**Exercise objective:** In your copy, reproduce each entry exactly and include no picture.
***** Exercise data
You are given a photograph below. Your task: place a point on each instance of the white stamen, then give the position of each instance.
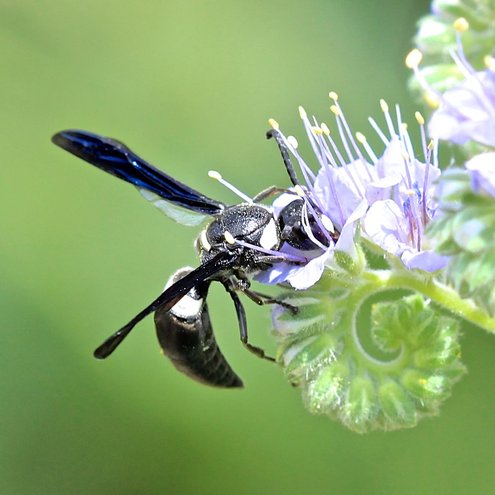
(213, 174)
(203, 241)
(229, 238)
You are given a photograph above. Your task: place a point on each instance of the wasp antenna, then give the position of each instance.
(213, 174)
(284, 151)
(229, 238)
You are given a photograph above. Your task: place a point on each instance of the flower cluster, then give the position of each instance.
(433, 229)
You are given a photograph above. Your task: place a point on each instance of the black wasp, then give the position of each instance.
(239, 241)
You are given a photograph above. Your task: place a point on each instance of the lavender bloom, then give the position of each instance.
(390, 196)
(466, 112)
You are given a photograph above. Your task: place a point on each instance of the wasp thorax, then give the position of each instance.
(252, 224)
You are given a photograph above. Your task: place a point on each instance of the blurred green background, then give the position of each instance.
(189, 85)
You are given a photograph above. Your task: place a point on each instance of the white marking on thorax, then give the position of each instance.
(269, 239)
(203, 241)
(187, 307)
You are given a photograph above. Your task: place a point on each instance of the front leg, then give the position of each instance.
(241, 318)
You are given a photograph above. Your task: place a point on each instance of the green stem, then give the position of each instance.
(439, 293)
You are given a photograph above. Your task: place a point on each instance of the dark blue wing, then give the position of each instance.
(117, 159)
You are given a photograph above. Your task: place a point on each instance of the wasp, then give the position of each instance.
(237, 242)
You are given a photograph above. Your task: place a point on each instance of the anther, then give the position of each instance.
(299, 191)
(461, 25)
(419, 118)
(273, 124)
(360, 137)
(325, 129)
(413, 59)
(229, 238)
(292, 142)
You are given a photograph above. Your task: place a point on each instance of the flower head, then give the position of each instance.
(389, 195)
(466, 111)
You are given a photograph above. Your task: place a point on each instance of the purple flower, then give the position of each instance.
(466, 111)
(389, 196)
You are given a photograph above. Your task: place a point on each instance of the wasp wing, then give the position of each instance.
(117, 159)
(171, 296)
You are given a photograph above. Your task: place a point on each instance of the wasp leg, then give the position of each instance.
(241, 318)
(262, 299)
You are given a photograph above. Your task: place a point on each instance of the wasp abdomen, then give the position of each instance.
(185, 334)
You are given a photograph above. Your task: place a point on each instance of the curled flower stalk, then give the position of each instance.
(370, 364)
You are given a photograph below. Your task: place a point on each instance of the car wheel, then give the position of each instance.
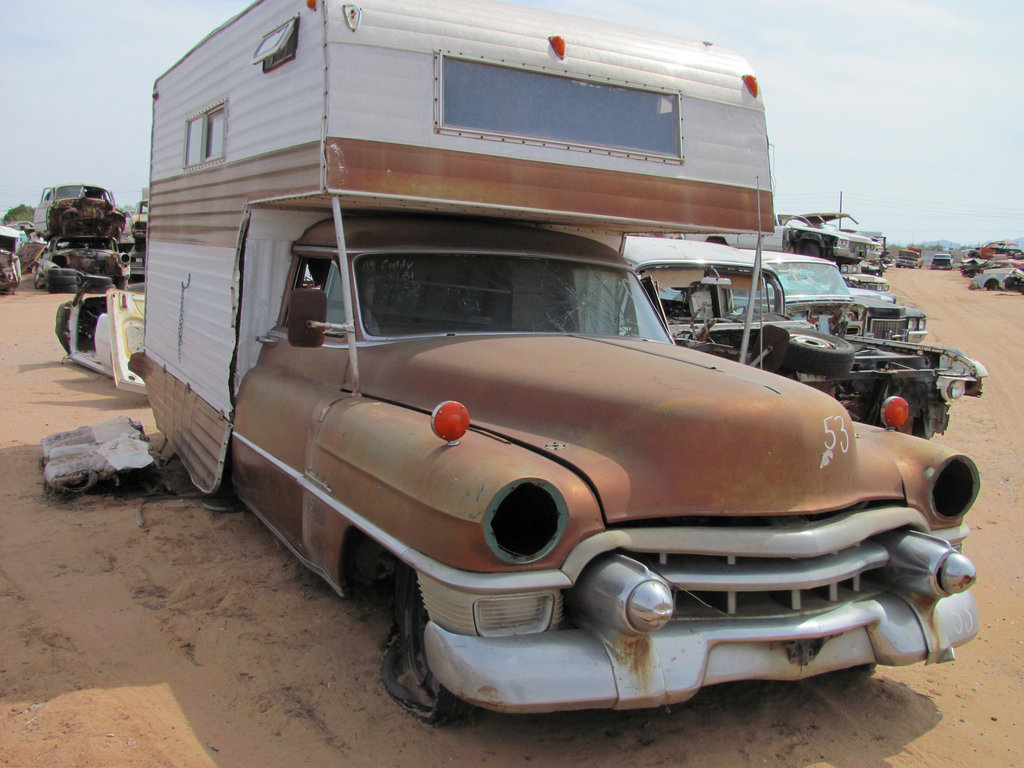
(404, 670)
(811, 351)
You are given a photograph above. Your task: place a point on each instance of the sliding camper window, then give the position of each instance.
(495, 100)
(205, 135)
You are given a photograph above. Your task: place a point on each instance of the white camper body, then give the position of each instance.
(395, 104)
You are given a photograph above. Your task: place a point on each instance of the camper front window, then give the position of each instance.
(205, 135)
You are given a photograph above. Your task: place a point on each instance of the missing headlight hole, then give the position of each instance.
(525, 523)
(954, 488)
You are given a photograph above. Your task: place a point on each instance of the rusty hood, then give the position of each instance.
(657, 430)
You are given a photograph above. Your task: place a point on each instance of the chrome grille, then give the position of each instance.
(889, 329)
(709, 587)
(788, 565)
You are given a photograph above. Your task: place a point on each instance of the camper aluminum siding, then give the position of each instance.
(270, 147)
(359, 113)
(388, 137)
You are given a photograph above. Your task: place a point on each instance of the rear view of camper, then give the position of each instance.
(387, 307)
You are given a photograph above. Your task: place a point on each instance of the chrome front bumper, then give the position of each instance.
(577, 669)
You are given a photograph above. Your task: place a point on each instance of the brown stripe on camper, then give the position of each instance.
(205, 206)
(387, 169)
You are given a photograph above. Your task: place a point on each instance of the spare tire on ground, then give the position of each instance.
(811, 351)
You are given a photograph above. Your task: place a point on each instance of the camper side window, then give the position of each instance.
(205, 135)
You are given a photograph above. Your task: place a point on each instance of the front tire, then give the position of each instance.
(404, 670)
(811, 351)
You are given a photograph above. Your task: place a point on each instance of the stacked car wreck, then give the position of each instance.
(395, 313)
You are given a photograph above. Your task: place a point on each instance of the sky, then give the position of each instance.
(908, 114)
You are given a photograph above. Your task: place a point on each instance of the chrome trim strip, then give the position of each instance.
(506, 583)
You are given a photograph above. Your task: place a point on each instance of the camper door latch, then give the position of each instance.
(353, 14)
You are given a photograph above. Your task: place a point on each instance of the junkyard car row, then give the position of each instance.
(492, 396)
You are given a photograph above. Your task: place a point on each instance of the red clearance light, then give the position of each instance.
(450, 421)
(895, 412)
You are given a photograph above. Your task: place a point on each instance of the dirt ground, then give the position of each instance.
(197, 640)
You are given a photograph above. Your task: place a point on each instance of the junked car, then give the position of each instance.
(810, 235)
(908, 258)
(79, 209)
(482, 411)
(705, 291)
(67, 260)
(10, 265)
(101, 333)
(816, 292)
(998, 278)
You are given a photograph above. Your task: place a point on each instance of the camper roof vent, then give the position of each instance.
(278, 46)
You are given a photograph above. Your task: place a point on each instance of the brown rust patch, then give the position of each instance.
(634, 653)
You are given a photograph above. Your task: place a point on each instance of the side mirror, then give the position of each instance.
(306, 315)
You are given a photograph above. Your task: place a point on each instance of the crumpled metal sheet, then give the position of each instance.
(78, 460)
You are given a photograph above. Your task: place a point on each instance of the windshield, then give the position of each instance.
(808, 279)
(439, 293)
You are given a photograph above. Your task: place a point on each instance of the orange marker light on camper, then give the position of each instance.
(895, 412)
(450, 421)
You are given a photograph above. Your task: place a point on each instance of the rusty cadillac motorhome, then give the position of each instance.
(387, 307)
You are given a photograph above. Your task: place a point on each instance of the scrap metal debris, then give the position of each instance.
(80, 459)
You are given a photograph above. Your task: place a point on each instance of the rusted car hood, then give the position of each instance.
(658, 430)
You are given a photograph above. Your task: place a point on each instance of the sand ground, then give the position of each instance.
(197, 639)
**********
**Written response:**
You are given a photograph below. Your task: place a point on each instance of the white stamen, then give the position of each instance.
(213, 174)
(203, 241)
(229, 238)
You are given a photograph above. Your task: place a point on each instance of the wasp antenna, then give the position of each instance.
(213, 174)
(284, 151)
(229, 238)
You are given a photograph above. Your task: place a point on each instance of the flower cluster, then give the position of each instance.
(433, 229)
You are given a photograph above. Your task: place a point on each instance of the black wasp, then give the position of each instance.
(239, 241)
You are given a photograph above. Your task: place a point on each instance of the lavender bloom, then give the position of each instance.
(390, 196)
(466, 112)
You are given a photograph above. Your task: place a point on each instance of the wasp thorax, then give the position of each instance.
(252, 224)
You are given a photograph above. Your task: place a point on each instance of the blurred green background, then give the position of each instance.
(189, 85)
You are given a photograph above. Your task: place a point on each instance of the white marking on thorax, then give the position of each instance.
(269, 239)
(203, 241)
(187, 307)
You are given a photograph above. Your task: place a point on each instance of the front leg, then give the position of each instance.
(241, 318)
You are given a photograph above. Your task: place a point on each instance of the green stem, then give the position of each instance.
(439, 293)
You are given a photograph above. Your task: place a point on each instance of the dark blue wing, then give the position of each instance.
(117, 159)
You are given a photograph above. Your task: place a point on each instance of the wasp, then give the position of each instance.
(237, 242)
You are given a photograph above. Your task: place a point on each instance of the anther, then give the position of each instance.
(299, 191)
(461, 25)
(419, 118)
(273, 124)
(360, 137)
(325, 129)
(413, 59)
(229, 238)
(292, 142)
You are given a photograph above. Your task: place a point on each instance of the flower head, then give the position of each instance.
(389, 195)
(466, 111)
You are given a photograph above. Your task: place a point on each instance of the purple flower, then give the position of each instance.
(466, 111)
(389, 196)
You are given a photograph above. Your task: place a point on each instance of the wasp wing, then give the position of each instance.
(117, 159)
(171, 296)
You are given a photograph above. Your task: place a point on each instance of the wasp leg, then give the position of each instance.
(241, 318)
(262, 299)
You are given a photograph above. Your task: place a point on each instance of the wasp abdomen, then give the position of each instance.
(185, 334)
You are given a photograph above. Your task: place a point on each instance of the curled flower stalk, then give the position of each instance.
(370, 364)
You are given a photograph below. Your task: place a point on each instance of the car wheel, then give the position of each instance.
(404, 670)
(811, 351)
You are given a photograph above. Your task: place a point on each instance of the sliding camper window, then give the position of each instance.
(495, 100)
(205, 135)
You are given a photograph above. Your task: place a point on each instance of the white camper body, then give the position of each instance.
(395, 104)
You are given a photograph above. Your task: place a point on each instance of the camper front window, then give the position of each instance.
(205, 135)
You are given a photograph above. Your task: place a point on each instance of the missing headlight hole, then give the position of each instance.
(525, 523)
(954, 488)
You are given a photograph above. Your task: place a point on each instance of the rusty hood, then give the position of each instance.
(657, 430)
You are given a photograph above. Your task: place a point on each instance of the chrome grille, then give the position of each instance.
(889, 329)
(709, 587)
(788, 565)
You are given a photograph above. Your task: place a point on each instance of the camper aluminum siding, then give the position of each instance.
(270, 147)
(359, 113)
(388, 137)
You are given a photograph above. Your task: place a point on each instance of the rear view of camper, then give the position of each instance.
(387, 307)
You are given a photograph above. Your task: place a point on each instance of the chrome front bumper, then give the position of each instance.
(577, 669)
You are given a photograph above. Your task: place a point on each instance of the brown stripe on camper, then give the position of each instance.
(205, 206)
(387, 169)
You are given a photograph above. Your task: place a point on each instance of the spare tire on ground, then give the position of each instance.
(811, 351)
You are given a photograph above. Your task: place a point on each instance of the camper side window, then give the position of each instance.
(205, 135)
You are given a photograph above. Your task: place a point on each instance of the front tire, then give the position of each instance.
(404, 670)
(811, 351)
You are given a photograph above. Your task: place a point on each instance of the stacked car wreck, then give the position of each instance.
(395, 313)
You are given a photograph above. Your task: place a point on each instance of the sky, then give the position of each instance.
(908, 114)
You are given a photograph above. Your task: place a point on each instance of the chrome trim strip, then give the position of each instance.
(506, 583)
You are given a photograph above. Your task: place a point on each instance of the camper door latch, then give the position of each instance.
(353, 14)
You are given a photograph above. Your task: place a point on each instance of the junkyard car row, then give the position of each instance.
(492, 396)
You are given a photograph above. Your task: place a point on each instance of the red clearance light, then give the position of each instance.
(450, 421)
(895, 412)
You are given a photograph above. Your task: place a point on each instance of the dirt ground, then give the position of each instance.
(197, 640)
You are given a photograph above. Your task: place a point on each instance of the junked car, then give the position of each instance.
(810, 235)
(908, 258)
(79, 209)
(482, 411)
(705, 291)
(67, 260)
(10, 265)
(101, 333)
(816, 292)
(998, 278)
You are given a photograph above. Your task: place a point on each instance of the camper roof vent, then give the position of each instance.
(278, 46)
You are given a photograph above. Your task: place a point on each instance of the brown rust patch, then give the position of each instance.
(634, 653)
You are given a photograph above. Your task: place a point on each instance of the side mirror, then give the position of each instance.
(306, 315)
You are given a photograph above. Your task: place a point on each instance of the crumpled metal sheet, then give the position of each instance.
(78, 460)
You are given a photograph above. Your task: place a point on each instance of the windshield, then give the position of each instance.
(808, 279)
(439, 293)
You are given a photograph above. Your task: place a point on each instance of the orange marker light on camper, then give the position of each instance.
(895, 412)
(450, 421)
You are given a photograph above. Your task: place a point on each instance of the rusty cadillac motorhome, then give the position of each instance.
(387, 307)
You are given a photograph above. Your task: place a point on each instance of the scrap metal debris, then give the position of each instance.
(80, 459)
You are given a photograph above. Your task: place a point on each instance of the rusted car hood, then give the position of each instance.
(658, 430)
You are given a photograph above. Your task: place a point on each instance of the sand ground, then give the position of each instance.
(197, 639)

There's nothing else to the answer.